## TASK DETAILS
Rewrite the entries below, putting "locator" in place of every "pointer" and leaving everything else unchanged.

(Lines of data)

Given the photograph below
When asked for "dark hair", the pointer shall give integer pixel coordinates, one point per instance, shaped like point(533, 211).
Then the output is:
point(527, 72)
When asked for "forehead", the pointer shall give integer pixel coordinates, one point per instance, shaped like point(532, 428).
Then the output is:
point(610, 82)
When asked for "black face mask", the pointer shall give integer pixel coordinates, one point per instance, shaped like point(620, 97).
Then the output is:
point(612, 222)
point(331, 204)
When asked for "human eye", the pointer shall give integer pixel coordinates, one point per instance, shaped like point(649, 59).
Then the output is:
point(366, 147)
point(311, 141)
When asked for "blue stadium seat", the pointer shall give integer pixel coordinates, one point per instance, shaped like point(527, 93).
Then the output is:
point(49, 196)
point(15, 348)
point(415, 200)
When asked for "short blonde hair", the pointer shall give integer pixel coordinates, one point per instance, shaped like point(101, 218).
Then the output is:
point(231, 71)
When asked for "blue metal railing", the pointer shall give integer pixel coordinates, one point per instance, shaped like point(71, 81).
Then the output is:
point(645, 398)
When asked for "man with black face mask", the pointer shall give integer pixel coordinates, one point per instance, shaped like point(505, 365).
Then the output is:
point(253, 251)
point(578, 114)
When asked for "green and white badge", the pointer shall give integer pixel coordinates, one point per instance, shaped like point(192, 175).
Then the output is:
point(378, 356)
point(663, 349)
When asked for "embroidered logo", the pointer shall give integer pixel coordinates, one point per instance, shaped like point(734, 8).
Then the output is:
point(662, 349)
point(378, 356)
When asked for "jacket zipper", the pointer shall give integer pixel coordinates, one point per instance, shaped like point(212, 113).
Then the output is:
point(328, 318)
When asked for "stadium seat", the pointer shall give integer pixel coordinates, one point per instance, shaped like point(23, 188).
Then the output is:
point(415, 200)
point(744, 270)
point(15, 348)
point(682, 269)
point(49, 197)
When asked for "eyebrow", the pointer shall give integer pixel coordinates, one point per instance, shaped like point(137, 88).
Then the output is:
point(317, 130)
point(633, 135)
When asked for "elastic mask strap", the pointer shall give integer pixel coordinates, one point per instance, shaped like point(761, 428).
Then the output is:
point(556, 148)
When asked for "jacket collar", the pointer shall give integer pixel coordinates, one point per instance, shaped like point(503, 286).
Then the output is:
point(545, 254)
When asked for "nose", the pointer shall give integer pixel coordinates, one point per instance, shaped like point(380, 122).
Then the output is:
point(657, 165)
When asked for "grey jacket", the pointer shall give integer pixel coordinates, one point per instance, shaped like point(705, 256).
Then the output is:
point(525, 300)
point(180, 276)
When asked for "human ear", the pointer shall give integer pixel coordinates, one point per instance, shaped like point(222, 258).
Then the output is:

## RESPONSE
Given the photograph below
When asked for "dark hair", the locator shall give integer pixel coordinates, one point per instance, shaped like point(533, 211).
Then the output is:
point(527, 72)
When asked for "forehead", the locator shall give integer pixel coordinates, one point per instance, shaped like point(532, 428).
Then the output is:
point(610, 82)
When asked for "black face mask", the locator shall give integer pixel coordinates, one point per instance, shaped like point(620, 97).
Then the output is:
point(612, 222)
point(331, 204)
When asked for "human eye", the locator shall give integer pixel coordinates, one point per instance, shaped like point(649, 59).
Then the output is:
point(366, 147)
point(311, 141)
When asked for "blue stadium seat", the locator shall give integer pixel coordinates, one point per instance, shaped like point(527, 93).
Then the output is:
point(49, 196)
point(15, 348)
point(415, 200)
When asked for "short blonde hair", the locator shall give integer pixel coordinates, one point per instance, shaped like point(101, 218).
Then the output is:
point(231, 71)
When asked for "blue metal railing", the locator shall give integer pixel coordinates, one point per instance, shaped like point(71, 81).
Then the output is:
point(645, 398)
When asked for "man with black face mask", the locator shall give integer pixel coordinates, one point per instance, shaped like point(505, 365).
Then the output is:
point(253, 251)
point(578, 114)
When asked for "green and white badge", the locator shall give integer pixel coordinates, one point per instance, shaped like point(192, 175).
Then the output is:
point(378, 356)
point(663, 349)
When asked for "embroidered logo", the locator shall give integer pixel coordinates, one point per instance, shaped like point(734, 8).
Then the output is:
point(662, 349)
point(378, 356)
When asked for "jacket zipper", the locator shall give integer pixel coordinates, one point per instance, shaped like point(212, 113).
Then the output is:
point(328, 318)
When asked for "stadium seat", the locator shall give integer pixel coordinates, one point per instance, shaped like point(23, 188).
Then the output is:
point(415, 200)
point(744, 270)
point(15, 348)
point(682, 269)
point(49, 197)
When asked for "eyebrow", the locator shall give integer pixel coordinates, one point per instance, shaped like point(137, 88).
Then the output is:
point(317, 130)
point(633, 135)
When asked for "elastic mask strap", the locator shall give integer pixel coordinates, one point per instance, shaped like point(761, 428).
Then the output is:
point(556, 148)
When asked for "jacket collar", the locator shall give integer pixel coordinates, one point per instance, shaped like point(503, 286).
Then the output is:
point(545, 254)
When asked for "nose", the locator shall give integer pixel coordinates, one point per instance, shaped like point(380, 122).
Then the output is:
point(657, 165)
When asked for "grey jacket", the locator shall give integer pixel coordinates, one point per instance, shaped like point(705, 256).
Then the output is:
point(525, 300)
point(180, 276)
When asked for "human ear", the locator shall give integer pixel coordinates, one point per instance, shaped like point(222, 258).
Then the output is:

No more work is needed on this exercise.